=== What you should do ===
Your reply should hold every entry below exactly as written and none of the pictures.

=== Given records ===
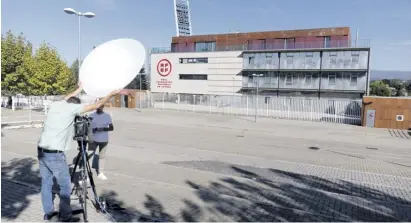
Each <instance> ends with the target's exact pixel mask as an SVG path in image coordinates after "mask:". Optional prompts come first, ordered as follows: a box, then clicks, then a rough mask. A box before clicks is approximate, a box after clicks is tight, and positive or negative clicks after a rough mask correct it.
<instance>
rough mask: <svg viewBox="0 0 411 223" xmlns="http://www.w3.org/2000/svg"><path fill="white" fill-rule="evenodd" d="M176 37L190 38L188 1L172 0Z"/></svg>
mask: <svg viewBox="0 0 411 223" xmlns="http://www.w3.org/2000/svg"><path fill="white" fill-rule="evenodd" d="M174 14H175V15H174V16H175V20H176V29H177V36H191V34H192V32H191V21H190V6H189V3H188V0H174Z"/></svg>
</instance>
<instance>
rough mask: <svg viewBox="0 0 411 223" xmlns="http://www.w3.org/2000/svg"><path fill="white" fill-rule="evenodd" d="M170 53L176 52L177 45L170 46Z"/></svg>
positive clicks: (173, 44)
mask: <svg viewBox="0 0 411 223" xmlns="http://www.w3.org/2000/svg"><path fill="white" fill-rule="evenodd" d="M171 52H177V43H172V44H171Z"/></svg>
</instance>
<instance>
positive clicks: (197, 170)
mask: <svg viewBox="0 0 411 223" xmlns="http://www.w3.org/2000/svg"><path fill="white" fill-rule="evenodd" d="M2 152H6V153H11V154H15V155H18V156H22V157H31V158H36V159H37V157H35V156H31V155H26V154H21V153H15V152H10V151H6V150H3V151H2ZM130 161H131V162H139V163H144V162H142V161H138V160H130ZM147 163H150V162H147ZM150 164H155V165H160V166H167V167H169V168H176V169H184V170H190V171H195V172H201V173H207V174H210V171H204V170H198V169H193V168H185V167H179V166H172V165H168V164H163V163H150ZM232 164H237V165H243V164H240V163H232ZM106 172H108V173H111V174H113V175H118V176H123V177H127V178H132V179H136V180H140V181H146V182H152V183H157V184H163V185H167V186H173V187H180V188H184V189H191V190H194V189H193V188H191V187H186V186H182V185H178V184H171V183H167V182H162V181H156V180H150V179H146V178H141V177H136V176H131V175H127V174H122V173H118V172H115V171H106ZM211 173H212V174H215V175H219V176H224V177H231V178H235V179H241V180H245V181H249V182H255V180H253V179H248V178H244V177H239V176H235V175H227V174H222V173H215V172H211ZM303 175H309V174H303ZM329 179H332V178H329ZM339 180H342V181H348V182H353V183H364V181H356V180H351V179H339ZM365 184H367V185H374V186H382V187H387V188H396V189H403V190H409V188H404V187H394V186H390V185H384V184H376V183H370V182H366V183H365Z"/></svg>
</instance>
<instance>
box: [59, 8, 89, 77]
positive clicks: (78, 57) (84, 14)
mask: <svg viewBox="0 0 411 223" xmlns="http://www.w3.org/2000/svg"><path fill="white" fill-rule="evenodd" d="M64 12H65V13H67V14H69V15H77V16H78V75H80V66H81V29H80V28H81V26H80V25H81V23H80V18H81V17H82V16H84V17H86V18H93V17H94V16H96V14H94V13H93V12H86V13H82V12H77V11H76V10H74V9H72V8H64Z"/></svg>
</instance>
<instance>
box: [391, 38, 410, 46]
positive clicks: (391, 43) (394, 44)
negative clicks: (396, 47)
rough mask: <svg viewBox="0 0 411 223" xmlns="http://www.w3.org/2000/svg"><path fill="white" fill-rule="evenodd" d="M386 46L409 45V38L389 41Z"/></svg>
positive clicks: (403, 45)
mask: <svg viewBox="0 0 411 223" xmlns="http://www.w3.org/2000/svg"><path fill="white" fill-rule="evenodd" d="M388 47H411V39H409V40H401V41H397V42H391V43H389V44H388Z"/></svg>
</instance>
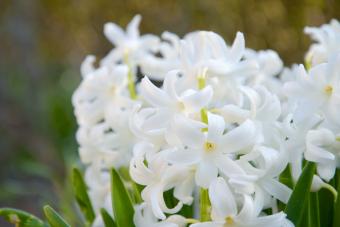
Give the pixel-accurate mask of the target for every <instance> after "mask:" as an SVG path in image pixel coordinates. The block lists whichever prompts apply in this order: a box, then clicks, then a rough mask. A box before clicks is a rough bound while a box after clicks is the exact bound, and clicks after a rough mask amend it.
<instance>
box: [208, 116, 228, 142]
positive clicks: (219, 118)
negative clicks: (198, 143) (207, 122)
mask: <svg viewBox="0 0 340 227" xmlns="http://www.w3.org/2000/svg"><path fill="white" fill-rule="evenodd" d="M224 129H225V123H224V119H223V118H222V117H221V116H219V115H216V114H212V113H210V112H208V138H207V139H208V141H210V142H214V143H218V142H219V140H220V138H221V137H222V134H223V132H224Z"/></svg>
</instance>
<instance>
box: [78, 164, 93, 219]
mask: <svg viewBox="0 0 340 227" xmlns="http://www.w3.org/2000/svg"><path fill="white" fill-rule="evenodd" d="M72 185H73V191H74V194H75V197H76V200H77V203H78V205H79V207H80V210H81V211H82V212H83V214H84V217H85V220H86V221H87V225H91V224H92V223H93V221H94V219H95V217H96V215H95V213H94V211H93V207H92V204H91V201H90V198H89V195H88V194H87V186H86V184H85V181H84V179H83V177H82V174H81V173H80V171H79V169H77V168H73V171H72Z"/></svg>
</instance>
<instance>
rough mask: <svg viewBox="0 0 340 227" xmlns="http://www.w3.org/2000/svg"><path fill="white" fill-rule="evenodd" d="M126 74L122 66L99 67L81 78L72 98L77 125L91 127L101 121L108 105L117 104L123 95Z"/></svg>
mask: <svg viewBox="0 0 340 227" xmlns="http://www.w3.org/2000/svg"><path fill="white" fill-rule="evenodd" d="M90 60H91V59H90ZM86 61H88V58H87V60H86ZM127 73H128V68H127V67H126V66H123V65H121V66H116V67H114V68H111V69H109V68H107V67H101V68H99V69H96V70H95V71H93V72H90V73H89V74H87V75H86V77H85V78H83V81H82V83H81V84H80V86H79V87H78V88H77V90H76V91H75V92H74V94H73V97H72V103H73V106H74V108H75V110H74V111H75V115H76V117H77V121H78V124H79V125H85V126H91V125H94V124H96V123H98V122H100V121H101V120H103V118H104V115H105V110H106V108H107V107H108V105H111V103H113V102H115V103H118V102H119V101H118V100H117V97H119V96H122V95H123V94H124V91H125V90H126V84H127ZM122 102H126V100H124V101H122ZM124 105H126V104H124Z"/></svg>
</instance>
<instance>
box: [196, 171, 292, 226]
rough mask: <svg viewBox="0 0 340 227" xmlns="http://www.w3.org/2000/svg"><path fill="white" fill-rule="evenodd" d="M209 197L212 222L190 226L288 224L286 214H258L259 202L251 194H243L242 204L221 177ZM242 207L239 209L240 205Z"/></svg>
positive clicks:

=== Exercise answer ===
Each <instance> ends with the target's exact pixel mask as an SVG path in image coordinates after "mask:". Optional prompts come first, ordered as follows: a box, then clicks, then a rough mask. A box before clicks is approximate, a box after clicks is tight, and positive or negative clicks after a rough mask correct it.
<instance>
rough mask: <svg viewBox="0 0 411 223" xmlns="http://www.w3.org/2000/svg"><path fill="white" fill-rule="evenodd" d="M176 37L190 38L188 1L172 0Z"/></svg>
mask: <svg viewBox="0 0 411 223" xmlns="http://www.w3.org/2000/svg"><path fill="white" fill-rule="evenodd" d="M174 14H175V15H174V16H175V20H176V29H177V36H191V34H192V32H191V21H190V6H189V3H188V0H174Z"/></svg>
</instance>
<instance>
rough mask: <svg viewBox="0 0 411 223" xmlns="http://www.w3.org/2000/svg"><path fill="white" fill-rule="evenodd" d="M170 53L176 52L177 45L170 46Z"/></svg>
positive clicks: (173, 44)
mask: <svg viewBox="0 0 411 223" xmlns="http://www.w3.org/2000/svg"><path fill="white" fill-rule="evenodd" d="M171 52H177V43H172V44H171Z"/></svg>
</instance>
<instance>
positive clicks: (197, 170)
mask: <svg viewBox="0 0 411 223" xmlns="http://www.w3.org/2000/svg"><path fill="white" fill-rule="evenodd" d="M2 152H6V153H11V154H15V155H18V156H22V157H31V158H36V159H37V157H35V156H31V155H26V154H21V153H15V152H10V151H6V150H3V151H2ZM130 161H131V162H139V163H144V162H142V161H138V160H130ZM147 163H150V162H147ZM150 164H155V165H160V166H167V167H169V168H176V169H184V170H190V171H195V172H201V173H207V174H210V171H204V170H198V169H193V168H185V167H179V166H172V165H168V164H163V163H150ZM232 164H237V165H243V164H240V163H232ZM106 172H108V173H111V174H113V175H118V176H123V177H127V178H132V179H136V180H140V181H146V182H152V183H157V184H163V185H167V186H173V187H180V188H184V189H191V190H194V189H193V188H191V187H186V186H182V185H178V184H171V183H167V182H162V181H156V180H150V179H146V178H141V177H136V176H131V175H127V174H122V173H118V172H115V171H106ZM211 173H212V174H215V175H219V176H224V177H231V178H235V179H241V180H245V181H249V182H255V180H253V179H248V178H244V177H239V176H235V175H227V174H222V173H215V172H211ZM303 175H309V174H303ZM329 179H332V178H329ZM339 180H342V181H348V182H353V183H364V181H356V180H351V179H339ZM365 184H367V185H374V186H382V187H387V188H396V189H403V190H409V188H404V187H394V186H390V185H384V184H376V183H370V182H366V183H365Z"/></svg>
</instance>
<instance>
box: [59, 8, 89, 77]
positive clicks: (78, 57) (84, 14)
mask: <svg viewBox="0 0 411 223" xmlns="http://www.w3.org/2000/svg"><path fill="white" fill-rule="evenodd" d="M64 12H65V13H67V14H69V15H77V16H78V75H80V66H81V29H80V28H81V26H80V25H81V23H80V18H81V17H82V16H84V17H86V18H93V17H94V16H96V14H94V13H93V12H86V13H82V12H77V11H76V10H74V9H72V8H64Z"/></svg>
</instance>
<instance>
box: [391, 38, 410, 46]
positive clicks: (391, 43) (394, 44)
negative clicks: (396, 47)
rough mask: <svg viewBox="0 0 411 223" xmlns="http://www.w3.org/2000/svg"><path fill="white" fill-rule="evenodd" d="M386 46L409 45V38L389 41Z"/></svg>
positive clicks: (403, 45)
mask: <svg viewBox="0 0 411 223" xmlns="http://www.w3.org/2000/svg"><path fill="white" fill-rule="evenodd" d="M388 47H411V39H409V40H401V41H397V42H391V43H389V44H388Z"/></svg>
</instance>
Give the pixel-accurate mask of the target for every <instance> after "mask:" as an SVG path in image pixel coordinates. The block lists whichever prompts apply in this order: a box, then clicks, then a rough mask. A box before clicks is a rough bound while a box after clicks is the exact bound, and clicks after a rough mask amend it.
<instance>
box: [208, 116, 228, 142]
positive clicks: (219, 118)
negative clicks: (198, 143) (207, 122)
mask: <svg viewBox="0 0 340 227" xmlns="http://www.w3.org/2000/svg"><path fill="white" fill-rule="evenodd" d="M224 129H225V123H224V119H223V118H222V117H221V116H219V115H216V114H212V113H210V112H208V138H207V139H208V141H210V142H214V143H218V142H219V140H220V138H221V137H222V134H223V132H224Z"/></svg>
</instance>
<instance>
box: [78, 164, 93, 219]
mask: <svg viewBox="0 0 340 227" xmlns="http://www.w3.org/2000/svg"><path fill="white" fill-rule="evenodd" d="M72 185H73V191H74V194H75V197H76V200H77V203H78V205H79V207H80V210H81V211H82V212H83V214H84V217H85V220H86V221H87V225H91V224H92V223H93V221H94V219H95V217H96V215H95V213H94V211H93V207H92V204H91V201H90V198H89V195H88V194H87V186H86V184H85V181H84V179H83V177H82V174H81V173H80V171H79V169H77V168H73V171H72Z"/></svg>
</instance>
<instance>
rough mask: <svg viewBox="0 0 340 227" xmlns="http://www.w3.org/2000/svg"><path fill="white" fill-rule="evenodd" d="M126 74L122 66L99 67L81 78L72 98L77 125L91 127L101 121L108 105L117 104L123 95Z"/></svg>
mask: <svg viewBox="0 0 340 227" xmlns="http://www.w3.org/2000/svg"><path fill="white" fill-rule="evenodd" d="M90 60H91V59H90ZM86 61H88V58H87V60H86ZM127 73H128V68H127V67H126V66H123V65H121V66H116V67H114V68H111V69H109V68H107V67H101V68H99V69H96V70H95V71H93V72H90V73H89V74H87V75H86V77H85V78H83V81H82V83H81V84H80V86H79V87H78V88H77V90H76V91H75V92H74V94H73V97H72V103H73V106H74V108H75V110H74V111H75V115H76V117H77V121H78V124H79V125H85V126H91V125H94V124H96V123H98V122H100V121H101V120H103V118H104V115H105V110H106V108H107V107H108V105H111V103H113V102H115V103H118V102H119V101H118V100H117V97H119V96H122V95H123V94H124V91H125V90H126V84H127ZM122 102H126V100H124V101H122ZM124 105H126V104H124Z"/></svg>
</instance>
<instance>
box: [196, 171, 292, 226]
rough mask: <svg viewBox="0 0 340 227" xmlns="http://www.w3.org/2000/svg"><path fill="white" fill-rule="evenodd" d="M209 197L212 222L190 226L288 224L286 214H258L259 202L251 194H243L242 204L221 177ZM242 207L239 209L240 205Z"/></svg>
positive clicks:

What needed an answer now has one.